Records provided:
********************

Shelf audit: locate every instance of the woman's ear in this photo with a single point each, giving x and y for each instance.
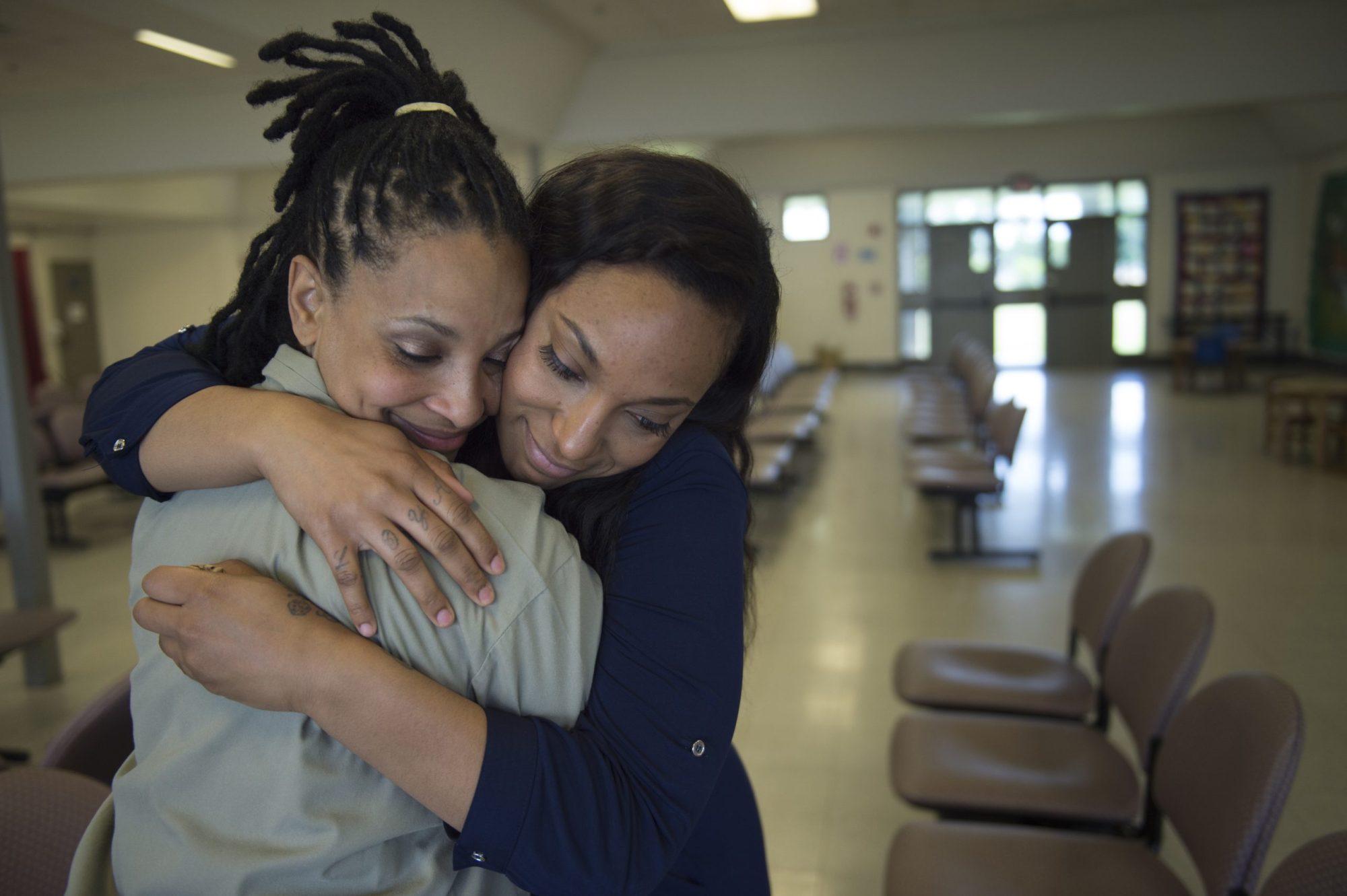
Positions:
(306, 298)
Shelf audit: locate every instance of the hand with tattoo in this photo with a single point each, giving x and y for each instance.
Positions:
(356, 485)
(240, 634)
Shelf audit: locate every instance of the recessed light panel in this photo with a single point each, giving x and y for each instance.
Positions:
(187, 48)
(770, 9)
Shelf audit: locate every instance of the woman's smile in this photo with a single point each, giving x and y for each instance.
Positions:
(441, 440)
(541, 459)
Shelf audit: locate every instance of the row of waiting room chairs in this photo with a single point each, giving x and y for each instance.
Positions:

********************

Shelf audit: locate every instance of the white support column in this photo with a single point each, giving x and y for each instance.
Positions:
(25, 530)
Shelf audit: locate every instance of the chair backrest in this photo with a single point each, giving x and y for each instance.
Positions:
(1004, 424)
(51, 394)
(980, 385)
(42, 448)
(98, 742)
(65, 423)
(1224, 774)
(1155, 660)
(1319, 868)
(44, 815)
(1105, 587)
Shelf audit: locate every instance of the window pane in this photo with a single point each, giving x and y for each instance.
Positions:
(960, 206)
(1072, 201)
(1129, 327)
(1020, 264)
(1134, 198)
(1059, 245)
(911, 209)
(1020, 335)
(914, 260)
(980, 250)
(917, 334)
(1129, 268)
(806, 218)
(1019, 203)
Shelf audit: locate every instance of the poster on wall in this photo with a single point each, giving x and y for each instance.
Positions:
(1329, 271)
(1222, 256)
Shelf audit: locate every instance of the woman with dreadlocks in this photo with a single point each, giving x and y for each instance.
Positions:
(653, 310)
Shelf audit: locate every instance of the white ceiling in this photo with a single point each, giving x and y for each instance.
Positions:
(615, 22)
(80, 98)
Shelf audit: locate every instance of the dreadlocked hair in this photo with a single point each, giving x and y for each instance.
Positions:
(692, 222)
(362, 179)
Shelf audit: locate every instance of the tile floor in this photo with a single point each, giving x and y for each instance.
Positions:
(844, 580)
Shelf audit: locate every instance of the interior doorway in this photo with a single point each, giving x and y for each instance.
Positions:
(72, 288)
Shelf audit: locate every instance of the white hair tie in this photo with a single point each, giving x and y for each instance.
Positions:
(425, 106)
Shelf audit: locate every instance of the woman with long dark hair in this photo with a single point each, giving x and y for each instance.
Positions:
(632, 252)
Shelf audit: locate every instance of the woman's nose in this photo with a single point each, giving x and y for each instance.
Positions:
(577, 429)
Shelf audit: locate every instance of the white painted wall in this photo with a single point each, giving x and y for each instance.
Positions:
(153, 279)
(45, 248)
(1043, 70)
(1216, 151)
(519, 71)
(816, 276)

********************

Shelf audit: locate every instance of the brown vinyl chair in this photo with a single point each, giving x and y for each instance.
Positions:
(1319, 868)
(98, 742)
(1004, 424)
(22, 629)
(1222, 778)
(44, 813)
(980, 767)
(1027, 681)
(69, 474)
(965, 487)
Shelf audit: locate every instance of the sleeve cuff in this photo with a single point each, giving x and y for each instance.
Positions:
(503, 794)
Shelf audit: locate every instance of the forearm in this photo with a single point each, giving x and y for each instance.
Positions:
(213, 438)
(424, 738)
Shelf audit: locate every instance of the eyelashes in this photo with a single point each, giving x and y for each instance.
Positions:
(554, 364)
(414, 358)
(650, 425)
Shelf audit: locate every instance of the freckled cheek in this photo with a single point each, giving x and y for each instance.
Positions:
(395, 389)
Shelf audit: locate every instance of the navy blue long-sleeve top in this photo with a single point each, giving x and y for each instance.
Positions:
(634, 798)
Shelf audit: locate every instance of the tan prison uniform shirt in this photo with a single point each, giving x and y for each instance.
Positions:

********************

What to do: Copy every line of the items above that contains the word "wall", matching case exactly.

Result below:
Shelf audit: locate every instance of the poster on wall in this photo with a single point each, giving x and y for each instance.
Shelf audit: locate every instance of the white painted wall in this photo with a single point each, giving x and y for each instance.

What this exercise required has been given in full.